Written tasks:
• A. Answer these questions about the stock market commentary:
(i) In which week did the top of the 120-week cycle form?
(ii) What McClellan oscillator reading came at the low of the first phase?
(iii) At what level was there a solid projection?
• B. Can you carry the stock market commentary further, picking up after its final sentence?

Excerpt:
>> begin
A third, is that the current weakness is caused by the bottoming process of
the 120-week cycle whose top waited until week 104 (CA) to form instead of
week 60. This is known as "right translation", and is a sign of long-term strength
(the influence of the 12-year and 10-year cycles). I doubt that the next low
of the of the 120-week cycle will carry the same bullish impact that it did
in March 2003, because then it was greatly influenced by the 12-year low which
had just taken place 5 months earlier. But it should still carry a strong bullish
impact on prices when it bottoms in June.
Structure: If the first wave down from the SPX top at 1229 is a 5-wave
pattern which was followed by a flat consolidation, and if the current decline
is going to end up being another 5-wave pattern, which is very probable, then
the overall decline will most likely end up being a zig-zag. On the other hand,
if it turns out to be an impulse wave, and that the current down trend is a
3rd wave, followed by another consolidation and a lower low into
June, then we may have seen the long term top of the market. It is too early
to predict this since there are still too many possible patterns that can develop
between now and late June.
Correction: I have been of the opinion that we were correcting the
up trend from August 2004 but instead, we may be correcting the move from March
2003. I will leave it up the EW experts to decide if my interpretation of the
long term structure shown on the weekly chart below is valid. Much depends
on whether June turns out to be a higher or lower low that the one which lies
directly ahead and, if a new low, what the structure into that time frame spells
out.
Indicators: In spite of last week's weakness, the McClellan oscillator is
setting up for positive divergence. At the low of the first phase, it made
a low -370 (this calculation may vary depending on the data provider) and in
spite of the severe weakness of the past 3 days, the current reading is only
-180. Since our first rally is probably due in the next couple of trading days,
the reading will improve and make it less likely that we will get anywhere
close to the lows of the first down phase.
My daily Up/Down Ratio (new name for the Buying/Selling pressure --
whose abbreviation turned out to be B/S, a not very desirable term) indicator
is also making a very bullish divergent pattern by retracing less than half
of its up move from its recent low point, in spite of the current market weakness.
The same indicator, but on an hourly basis, closed on Friday with its highest
reading in 2 days, suggesting that a short-term low is very near. There was
a solid projection at 1145 which could have been only temporarily overrun.
The daily stochastic oscillator is oversold indicating that a rally
can happen anytime. This is confirmed by the hourly stochastic, which is also
oversold. However, the daily and weekly oscillators do not indicate a final
low in the decline.
>> end
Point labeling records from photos
>> begin
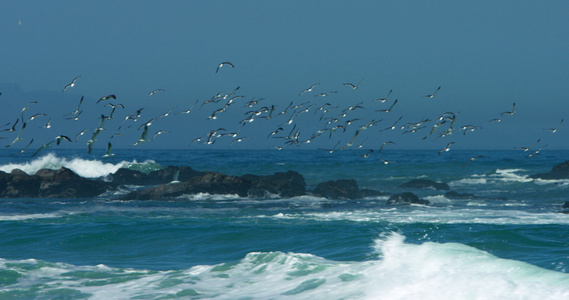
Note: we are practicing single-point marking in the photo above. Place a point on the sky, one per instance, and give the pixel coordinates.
(485, 56)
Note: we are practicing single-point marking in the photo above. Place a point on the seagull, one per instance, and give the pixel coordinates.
(61, 137)
(158, 133)
(386, 97)
(71, 84)
(446, 149)
(156, 91)
(43, 147)
(77, 110)
(107, 98)
(509, 112)
(392, 127)
(355, 87)
(325, 94)
(26, 148)
(225, 63)
(35, 116)
(473, 159)
(143, 136)
(433, 94)
(554, 130)
(309, 89)
(19, 138)
(109, 149)
(384, 144)
(367, 154)
(389, 109)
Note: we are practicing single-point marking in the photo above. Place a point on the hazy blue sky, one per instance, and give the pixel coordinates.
(485, 55)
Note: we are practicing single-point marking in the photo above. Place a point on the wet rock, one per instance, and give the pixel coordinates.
(338, 189)
(559, 171)
(424, 183)
(565, 207)
(46, 183)
(406, 198)
(211, 183)
(284, 184)
(462, 196)
(125, 176)
(64, 183)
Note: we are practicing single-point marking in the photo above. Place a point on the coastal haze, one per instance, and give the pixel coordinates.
(485, 56)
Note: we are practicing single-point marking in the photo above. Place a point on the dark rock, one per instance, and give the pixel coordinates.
(461, 196)
(211, 183)
(372, 193)
(425, 183)
(289, 184)
(339, 189)
(64, 183)
(125, 176)
(559, 171)
(458, 196)
(46, 183)
(406, 198)
(21, 185)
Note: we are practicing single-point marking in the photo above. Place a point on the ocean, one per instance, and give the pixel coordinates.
(228, 247)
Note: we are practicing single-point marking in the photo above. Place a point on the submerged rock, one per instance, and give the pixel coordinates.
(559, 171)
(211, 183)
(289, 184)
(425, 183)
(125, 176)
(406, 198)
(339, 189)
(47, 183)
(461, 196)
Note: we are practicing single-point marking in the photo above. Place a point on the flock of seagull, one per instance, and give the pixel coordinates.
(279, 123)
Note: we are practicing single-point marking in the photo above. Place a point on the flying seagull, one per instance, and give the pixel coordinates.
(71, 84)
(225, 63)
(433, 94)
(156, 91)
(107, 98)
(353, 86)
(309, 89)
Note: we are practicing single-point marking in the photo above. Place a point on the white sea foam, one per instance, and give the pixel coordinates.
(401, 271)
(434, 215)
(82, 167)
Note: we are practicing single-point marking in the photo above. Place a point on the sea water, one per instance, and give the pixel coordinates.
(510, 242)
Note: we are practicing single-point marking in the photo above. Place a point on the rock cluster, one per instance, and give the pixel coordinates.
(46, 183)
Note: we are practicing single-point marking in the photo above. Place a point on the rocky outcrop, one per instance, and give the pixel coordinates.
(464, 196)
(565, 207)
(559, 171)
(406, 198)
(211, 183)
(425, 183)
(343, 189)
(171, 173)
(338, 189)
(47, 183)
(284, 184)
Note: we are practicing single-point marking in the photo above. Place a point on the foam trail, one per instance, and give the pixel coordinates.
(82, 167)
(401, 271)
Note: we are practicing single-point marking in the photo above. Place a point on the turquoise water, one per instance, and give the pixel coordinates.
(227, 247)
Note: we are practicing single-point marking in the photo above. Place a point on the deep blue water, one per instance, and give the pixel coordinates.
(226, 247)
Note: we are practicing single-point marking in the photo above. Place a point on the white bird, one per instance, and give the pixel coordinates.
(309, 89)
(71, 84)
(156, 91)
(225, 63)
(433, 94)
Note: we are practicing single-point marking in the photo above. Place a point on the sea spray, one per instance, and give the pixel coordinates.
(399, 271)
(82, 167)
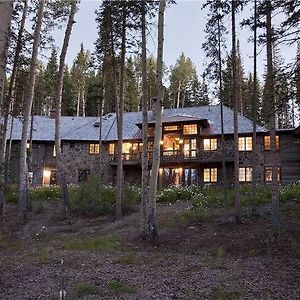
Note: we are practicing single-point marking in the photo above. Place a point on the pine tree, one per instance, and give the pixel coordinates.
(132, 89)
(79, 73)
(69, 94)
(49, 83)
(182, 75)
(23, 171)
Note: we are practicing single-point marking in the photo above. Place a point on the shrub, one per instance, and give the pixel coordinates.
(289, 192)
(45, 193)
(117, 287)
(172, 194)
(109, 243)
(84, 289)
(42, 193)
(11, 193)
(90, 199)
(195, 216)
>> end
Answer set:
• A.
(i) Week 104
(ii) -370
(iii) 1145

• B.
Both the daily and hourly RSI are at a level from which rallies normally
take place, although both are neutral with the market, and do not now show
positive divergence, which also suggests that even if we rally, we have not
seen the final lows.
Projections: The deepest projection for the end of what is now clearly
a wave 3 from 1191 was 1144. This was slightly surpassed on Friday but could
still be a valid approximate target low for a wave 4 rally which should develop
in earnest as early as Monday. 1144 also represented a 50% retracement of the
up trend which started in August 2004.
As a result of the current weakness, more valid Fibonacci projections can
now be made to the 1124/25 level. This also represents a .618 retracement from
the August 2004 low.
If we are currently correcting the entire move from March 2003, then a .382
retracement could take prices all the way down to 1060 by late June.
Leading indicators: The XBD is currently stronger than the SPX,
having retraced only .382 of its up trend since last July. It made its low
in July 2004, approximately a month before the SPX, and topped out in early
January 2005, making a double top when the SPX moved higher to 1229. If the
action of the next few weeks is constructive, the XBD will signal an end to
the decline in the averages by reversing first, as it has in the past.
The BKX is also less weak than the SPX and carries the same implication
as the XBD.
The SMH has a pattern which is very similar to the XBD, and this also
is bullish for the market if it continues.
GE made its low in January, did not confirm the SPX high when it moved
to 1229, and has yet to break its January low.
Fundamentals: Although I normally stay away from this area, there are
some fundamental areas which can greatly influence market action in the future.
One is that, as a result of the current market weakness, including that of
commodities, the Federal Reserve may decide to stop raising short term interest
rates much sooner than is generally expected.
The other, is that the ECRI leading indicator is calling for stronger economic
growth in the second half of the year. Since it has an excellent forecasting
record, it seems to be saying that the current concern about economic weakness
will be short-lived.
Crude oil, gold and the dollar: Oil peaked at 58, justifying our projected
target for a top. It has been declining ever since, as have other commodities.
Gold, has also continued its decline and strongly suggests that the 8/9 year
cycle has peaked, although this will only be confirmed with time. But the fact
that commercial traders have again increased their short position as of the
last report (4/12), it is clear that they are expecting lower bullion prices
ahead.
The dollar, conversely, has continued to rally, which is normal since it has
an inverse relationship to commodities, including gold.
An update of the SPX is provided below. The channel and trend lines on the
weekly and the first daily chart are drawn according to Andrews pitchfork methodology.
It signaled the end of the intermediate up trend which started in August 2004
and tells us that the correction is still in progress. It may also indicate
that the up move from March 2003 is being corrected. I have labeled the wave
patterns according to my interpretation of the current structure. The vertical
lines show the position of the indicators vis-à-vis the price. Notice
that there were pronounced divergences on both the daily and weekly chart at
each important turning point.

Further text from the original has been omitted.